◆ **Work to do**
State how many lines below contain the string "slide", and give only that number.

— begin —

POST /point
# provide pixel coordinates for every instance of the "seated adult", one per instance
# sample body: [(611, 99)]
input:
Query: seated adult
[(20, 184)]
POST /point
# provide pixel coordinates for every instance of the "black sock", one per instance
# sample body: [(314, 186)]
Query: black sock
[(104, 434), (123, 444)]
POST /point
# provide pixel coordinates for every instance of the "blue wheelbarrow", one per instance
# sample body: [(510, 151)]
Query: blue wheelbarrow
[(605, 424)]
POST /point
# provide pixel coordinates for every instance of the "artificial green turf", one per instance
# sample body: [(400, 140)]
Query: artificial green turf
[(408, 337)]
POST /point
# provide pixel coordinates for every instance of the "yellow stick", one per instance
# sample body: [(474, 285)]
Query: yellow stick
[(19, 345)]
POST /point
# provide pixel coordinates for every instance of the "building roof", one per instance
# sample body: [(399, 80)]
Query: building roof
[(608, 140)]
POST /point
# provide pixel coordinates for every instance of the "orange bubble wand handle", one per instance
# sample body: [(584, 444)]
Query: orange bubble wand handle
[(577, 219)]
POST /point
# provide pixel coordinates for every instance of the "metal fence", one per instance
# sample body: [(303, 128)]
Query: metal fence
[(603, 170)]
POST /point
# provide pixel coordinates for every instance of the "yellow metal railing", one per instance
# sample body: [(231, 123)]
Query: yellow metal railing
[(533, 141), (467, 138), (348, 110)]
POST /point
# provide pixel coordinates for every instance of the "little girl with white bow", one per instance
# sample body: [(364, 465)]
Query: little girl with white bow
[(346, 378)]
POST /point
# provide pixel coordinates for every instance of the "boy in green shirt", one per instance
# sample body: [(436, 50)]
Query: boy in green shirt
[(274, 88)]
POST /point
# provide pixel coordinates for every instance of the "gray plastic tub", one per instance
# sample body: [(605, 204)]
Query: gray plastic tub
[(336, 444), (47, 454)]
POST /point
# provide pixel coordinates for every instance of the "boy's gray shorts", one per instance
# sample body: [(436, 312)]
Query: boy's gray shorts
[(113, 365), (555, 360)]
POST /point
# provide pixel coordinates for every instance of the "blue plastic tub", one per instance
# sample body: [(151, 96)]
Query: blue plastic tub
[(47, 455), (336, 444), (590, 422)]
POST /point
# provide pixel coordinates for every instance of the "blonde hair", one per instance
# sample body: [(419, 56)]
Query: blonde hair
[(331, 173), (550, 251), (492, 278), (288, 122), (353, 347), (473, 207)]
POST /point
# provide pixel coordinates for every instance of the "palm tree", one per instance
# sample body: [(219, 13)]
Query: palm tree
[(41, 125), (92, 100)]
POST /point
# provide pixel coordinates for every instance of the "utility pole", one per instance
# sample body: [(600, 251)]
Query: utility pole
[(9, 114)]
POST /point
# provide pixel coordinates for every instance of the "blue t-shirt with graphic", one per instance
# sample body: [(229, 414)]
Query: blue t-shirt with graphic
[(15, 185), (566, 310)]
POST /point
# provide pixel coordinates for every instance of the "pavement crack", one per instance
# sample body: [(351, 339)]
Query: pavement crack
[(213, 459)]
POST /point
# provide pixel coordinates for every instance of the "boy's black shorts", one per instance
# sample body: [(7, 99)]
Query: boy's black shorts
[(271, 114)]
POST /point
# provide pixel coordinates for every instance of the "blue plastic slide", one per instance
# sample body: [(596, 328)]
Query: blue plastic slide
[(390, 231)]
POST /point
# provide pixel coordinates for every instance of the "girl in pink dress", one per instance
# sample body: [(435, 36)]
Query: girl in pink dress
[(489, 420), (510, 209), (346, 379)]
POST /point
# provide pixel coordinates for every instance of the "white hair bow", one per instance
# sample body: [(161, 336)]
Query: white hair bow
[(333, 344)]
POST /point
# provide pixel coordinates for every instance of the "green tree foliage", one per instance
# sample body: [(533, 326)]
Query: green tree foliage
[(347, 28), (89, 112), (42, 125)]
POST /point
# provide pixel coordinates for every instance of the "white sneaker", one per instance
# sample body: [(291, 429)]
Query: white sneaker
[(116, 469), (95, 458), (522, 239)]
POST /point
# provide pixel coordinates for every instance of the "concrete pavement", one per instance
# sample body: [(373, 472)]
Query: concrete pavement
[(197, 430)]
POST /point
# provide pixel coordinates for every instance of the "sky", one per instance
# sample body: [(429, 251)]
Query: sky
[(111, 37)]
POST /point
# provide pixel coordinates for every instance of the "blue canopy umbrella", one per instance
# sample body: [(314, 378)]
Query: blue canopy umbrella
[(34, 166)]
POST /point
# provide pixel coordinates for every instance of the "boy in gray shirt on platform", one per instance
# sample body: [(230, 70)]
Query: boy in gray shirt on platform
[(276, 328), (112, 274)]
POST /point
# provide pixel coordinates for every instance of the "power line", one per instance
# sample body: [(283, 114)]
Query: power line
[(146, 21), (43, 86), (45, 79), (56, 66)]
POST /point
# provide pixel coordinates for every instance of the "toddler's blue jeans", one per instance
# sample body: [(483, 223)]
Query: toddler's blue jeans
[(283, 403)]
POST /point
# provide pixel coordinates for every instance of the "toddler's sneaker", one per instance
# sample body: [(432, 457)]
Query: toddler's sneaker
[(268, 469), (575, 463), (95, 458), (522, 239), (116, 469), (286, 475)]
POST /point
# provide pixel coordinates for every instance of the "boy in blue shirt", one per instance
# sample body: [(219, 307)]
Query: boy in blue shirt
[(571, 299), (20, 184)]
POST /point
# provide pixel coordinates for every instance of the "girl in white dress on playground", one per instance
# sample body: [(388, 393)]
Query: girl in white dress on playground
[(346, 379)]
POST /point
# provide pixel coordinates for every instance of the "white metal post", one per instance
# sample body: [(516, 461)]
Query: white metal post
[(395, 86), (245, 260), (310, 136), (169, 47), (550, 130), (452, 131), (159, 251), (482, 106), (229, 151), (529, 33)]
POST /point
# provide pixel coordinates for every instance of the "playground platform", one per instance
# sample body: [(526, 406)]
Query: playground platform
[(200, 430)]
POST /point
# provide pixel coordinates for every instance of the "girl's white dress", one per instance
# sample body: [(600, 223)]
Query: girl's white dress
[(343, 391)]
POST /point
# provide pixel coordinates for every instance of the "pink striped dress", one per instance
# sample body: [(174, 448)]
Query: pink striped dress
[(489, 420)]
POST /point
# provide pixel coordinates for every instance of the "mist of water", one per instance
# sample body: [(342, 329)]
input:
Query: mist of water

— end —

◆ **Expected answer**
2